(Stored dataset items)
--*--

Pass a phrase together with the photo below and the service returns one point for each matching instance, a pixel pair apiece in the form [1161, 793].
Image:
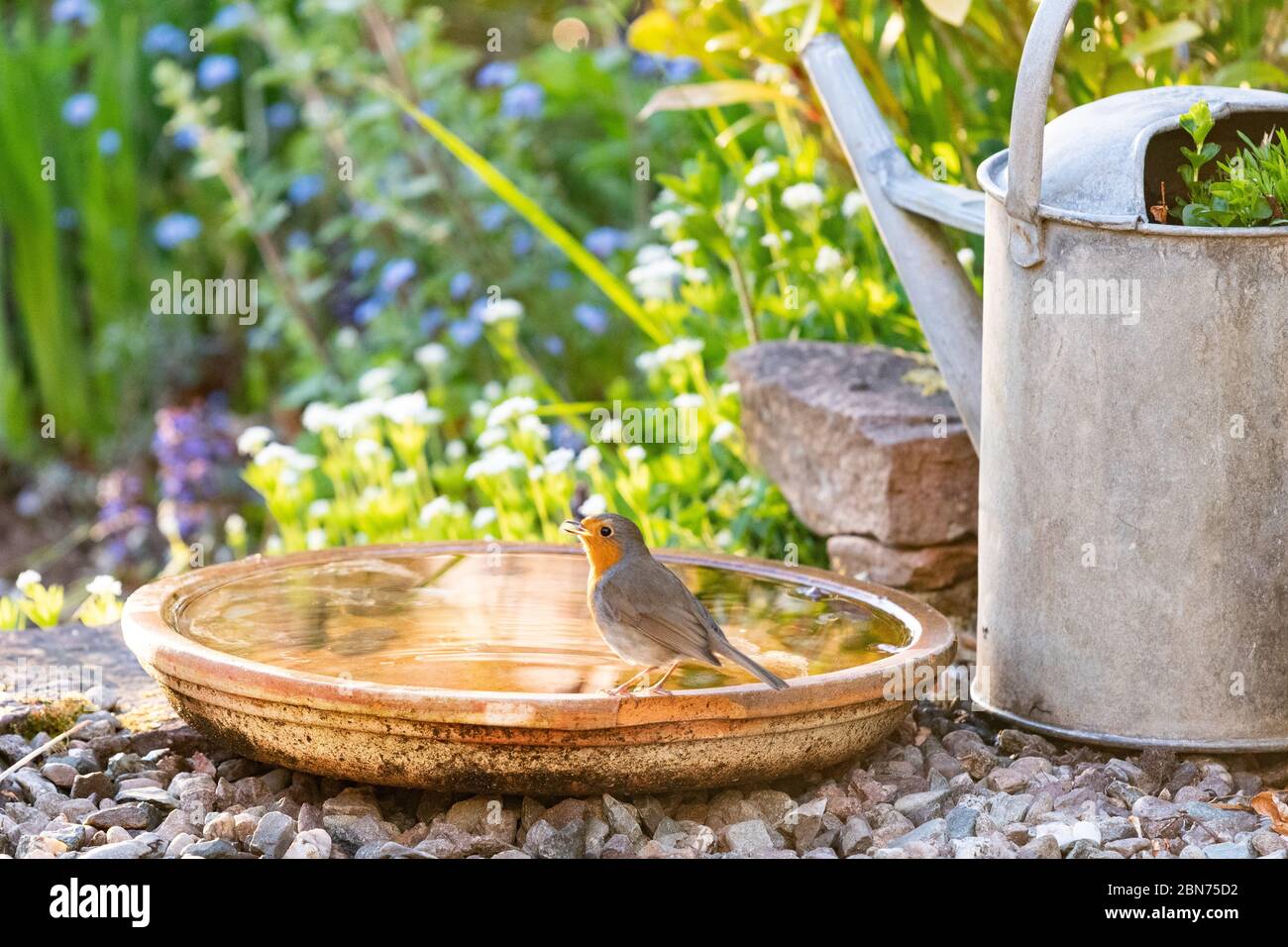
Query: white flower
[593, 505]
[436, 508]
[510, 408]
[853, 204]
[321, 416]
[376, 381]
[558, 460]
[432, 356]
[803, 196]
[501, 309]
[828, 260]
[765, 170]
[104, 585]
[254, 440]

--*--

Edit the listing above so that "white flower" becomes "white blossom" and every other line stays the same, leaving the picture out of your answer.

### Result of this task
Pass a phrase together with the photo below and the service returns one point for each matching instance, a pixel pair apiece in the form [1161, 793].
Image:
Query: white blossom
[593, 505]
[436, 508]
[510, 408]
[853, 204]
[321, 416]
[376, 381]
[558, 460]
[432, 356]
[803, 196]
[501, 309]
[828, 260]
[765, 170]
[104, 585]
[254, 440]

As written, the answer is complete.